TASKS TO COMPLETE:
(A) Please rewrite the agile coaching passage from "The rest will" to "field of energy.", replacing "cohesion" with "trust".
(B) Answer these questions using the agile coaching passage:
(i) What two events are named as the first scaling tools to be put in place?
(ii) What company is Laurence Hanot an agile coach at?
(iii) In what field is the program she works on?
(C) Write the next part of the agile coaching passage, picking up after its final sentence.

TEXT FOR ANALYSIS:
.....

The first scaling tool in place will be the “Scrum of Scrums” (a kind of daily Scrum) and the “Scaled Retrospective.” With the aid of these two events, we are bringing greater transparency and continuous improvement between teams.

The rest will come in small steps, depending on the maturity of the teams and the system overall.

Laurence Hanot coach agile
Laurence HANOT, agile coach at Zenika

We promote team synchronization and cohesion

Shares her experience as an Agile Coach on a complex program involving aroung 250 in the field of energy.

I’ll talk about this particular situation, where the business has been trying to deploy SAFe at the Solution level (or its own misinterpretation of this), without support and without success. It should be noted that this program is very complex, in terms of both the number of components, interfaces, technologies, and different organizations involved and the geographical distribution of the teams.

The first step involved undoign the implementation that wasn’t working, simply by explaining to the people concerned that what they were doing (PI Planning for 15 people who plan specification activities and then monitor whereabouts they are each week in respect of those specifications -in other words, the Solution aspect from their point of view) was neither agile nor SAFe.

.....

INFORMATION:
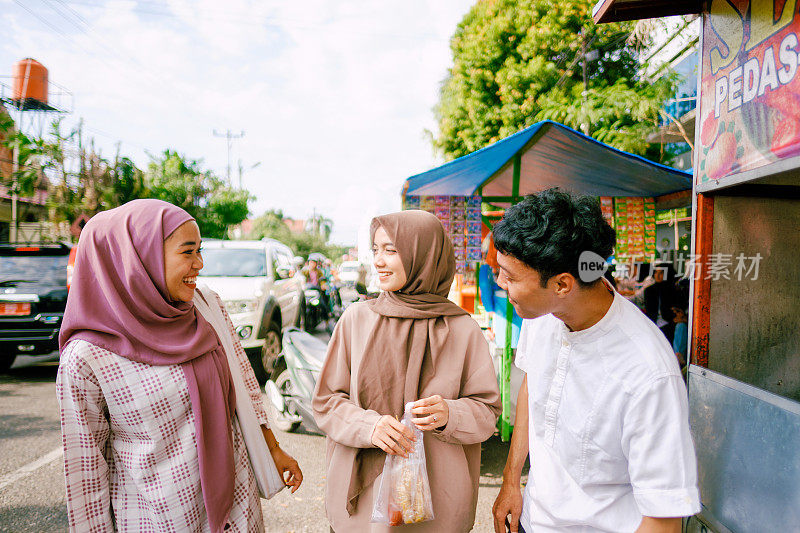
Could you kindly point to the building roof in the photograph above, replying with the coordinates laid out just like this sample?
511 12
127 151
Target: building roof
619 10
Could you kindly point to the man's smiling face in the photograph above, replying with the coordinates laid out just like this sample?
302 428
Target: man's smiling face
524 288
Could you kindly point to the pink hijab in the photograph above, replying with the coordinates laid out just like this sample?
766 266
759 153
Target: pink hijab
119 301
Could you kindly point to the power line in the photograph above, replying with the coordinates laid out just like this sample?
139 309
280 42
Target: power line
249 19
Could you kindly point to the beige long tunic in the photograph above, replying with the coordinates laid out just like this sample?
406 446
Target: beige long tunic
467 381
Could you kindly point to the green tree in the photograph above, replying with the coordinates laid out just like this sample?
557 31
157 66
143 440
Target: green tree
516 62
28 176
271 225
321 225
174 178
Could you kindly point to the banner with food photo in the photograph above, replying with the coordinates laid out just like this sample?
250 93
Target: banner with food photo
750 96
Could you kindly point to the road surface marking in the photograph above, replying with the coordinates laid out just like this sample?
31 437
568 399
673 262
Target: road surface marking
30 468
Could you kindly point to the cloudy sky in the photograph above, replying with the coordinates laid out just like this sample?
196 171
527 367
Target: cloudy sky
333 96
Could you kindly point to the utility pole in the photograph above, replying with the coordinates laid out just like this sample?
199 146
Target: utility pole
242 169
584 94
230 138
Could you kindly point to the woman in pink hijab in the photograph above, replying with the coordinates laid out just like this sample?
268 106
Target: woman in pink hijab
151 440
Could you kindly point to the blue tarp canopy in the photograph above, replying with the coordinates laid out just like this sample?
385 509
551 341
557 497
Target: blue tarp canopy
550 155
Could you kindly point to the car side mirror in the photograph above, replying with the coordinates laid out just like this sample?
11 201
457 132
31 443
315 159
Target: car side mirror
283 272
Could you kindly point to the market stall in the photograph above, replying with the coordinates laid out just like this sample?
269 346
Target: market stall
468 194
744 385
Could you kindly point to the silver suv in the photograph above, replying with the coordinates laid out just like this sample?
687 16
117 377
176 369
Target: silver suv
262 291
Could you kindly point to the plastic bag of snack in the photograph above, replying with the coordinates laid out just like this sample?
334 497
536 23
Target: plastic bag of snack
404 494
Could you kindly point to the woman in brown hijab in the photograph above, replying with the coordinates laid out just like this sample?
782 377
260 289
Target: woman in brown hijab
411 344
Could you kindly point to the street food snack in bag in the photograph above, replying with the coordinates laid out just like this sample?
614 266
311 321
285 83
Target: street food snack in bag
404 494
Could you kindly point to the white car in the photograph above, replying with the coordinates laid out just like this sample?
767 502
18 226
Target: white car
262 291
352 272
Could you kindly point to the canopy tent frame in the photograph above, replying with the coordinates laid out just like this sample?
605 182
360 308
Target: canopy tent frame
473 173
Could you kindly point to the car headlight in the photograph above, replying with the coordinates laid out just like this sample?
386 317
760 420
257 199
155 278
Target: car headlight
244 332
241 306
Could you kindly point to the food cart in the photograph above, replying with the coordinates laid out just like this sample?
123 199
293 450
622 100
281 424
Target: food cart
544 155
744 384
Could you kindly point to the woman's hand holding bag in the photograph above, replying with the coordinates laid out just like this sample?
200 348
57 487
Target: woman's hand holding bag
432 413
392 436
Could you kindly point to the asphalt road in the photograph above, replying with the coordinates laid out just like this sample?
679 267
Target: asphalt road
31 469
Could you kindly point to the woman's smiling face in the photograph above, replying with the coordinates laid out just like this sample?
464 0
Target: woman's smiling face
391 274
182 261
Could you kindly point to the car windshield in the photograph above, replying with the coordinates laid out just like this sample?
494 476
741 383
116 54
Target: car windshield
234 262
20 270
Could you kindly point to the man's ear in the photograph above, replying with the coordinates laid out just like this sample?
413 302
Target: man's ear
564 284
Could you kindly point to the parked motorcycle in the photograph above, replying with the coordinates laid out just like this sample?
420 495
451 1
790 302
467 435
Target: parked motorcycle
291 386
316 309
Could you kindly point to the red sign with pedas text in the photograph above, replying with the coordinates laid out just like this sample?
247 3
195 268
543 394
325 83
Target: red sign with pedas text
750 88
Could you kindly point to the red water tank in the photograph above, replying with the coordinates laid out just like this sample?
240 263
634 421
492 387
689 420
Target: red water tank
30 81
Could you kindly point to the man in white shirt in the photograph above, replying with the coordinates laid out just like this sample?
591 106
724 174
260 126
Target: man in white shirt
603 410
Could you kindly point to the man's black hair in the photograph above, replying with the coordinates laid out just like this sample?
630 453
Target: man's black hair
549 230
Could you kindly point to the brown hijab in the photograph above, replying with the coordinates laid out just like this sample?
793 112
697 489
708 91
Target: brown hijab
410 335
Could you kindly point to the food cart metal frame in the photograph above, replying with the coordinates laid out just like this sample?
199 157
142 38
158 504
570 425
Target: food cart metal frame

.....

RESULTS OF THE TASKS:
(A)
The rest will come in small steps, depending on the maturity of the teams and the system overall.

Laurence Hanot coach agile
Laurence HANOT, agile coach at Zenika

We promote team synchronization and trust

Shares her experience as an Agile Coach on a complex program involving aroung 250 in the field of energy.

(B)
(i) The "Scrum of Scrums" and the "Scaled Retrospective."
(ii) Zenika.
(iii) Energy.

(C)
We then tackled the most obvious aspect for me at that time: the fact that multiple component teams needed to work together to dleiver a solution. However, one-to-one interviews quickly helped me understand that not only were the teams not working side by side and didn’t know one another, but also that each team was pursuing its own particular objective (to deliver its component) rather than a collective one (to deliver the solution).

We therefore set up weekly synchronizations involving representatives of those teams; this soon resulted in some interesting initial discussions aimed at trying to deliver and integrate the components on an as-and-when basis -since the teams mainly worked in Scrum but with different iteration durations. The first collaborative demos took place.

We then arrived at a consensus, following several weeks of negociation whereby the teams would apply the same cadence (iterations of three weeks).

Next, we organized a first “actual” PI Planninng session, which took place in January 2019 with 80 people but few team members, as we hadn’t been able to convince them of the benefits and importance of their presence. Despite many people’s doubts, the PI Planning went well (at least for a first session), not least because it resulted in some important issues being highlighted regarding a central team. Synchronization sessions focusing on visual management, retrospectives, and shared product demos have now become standard practice.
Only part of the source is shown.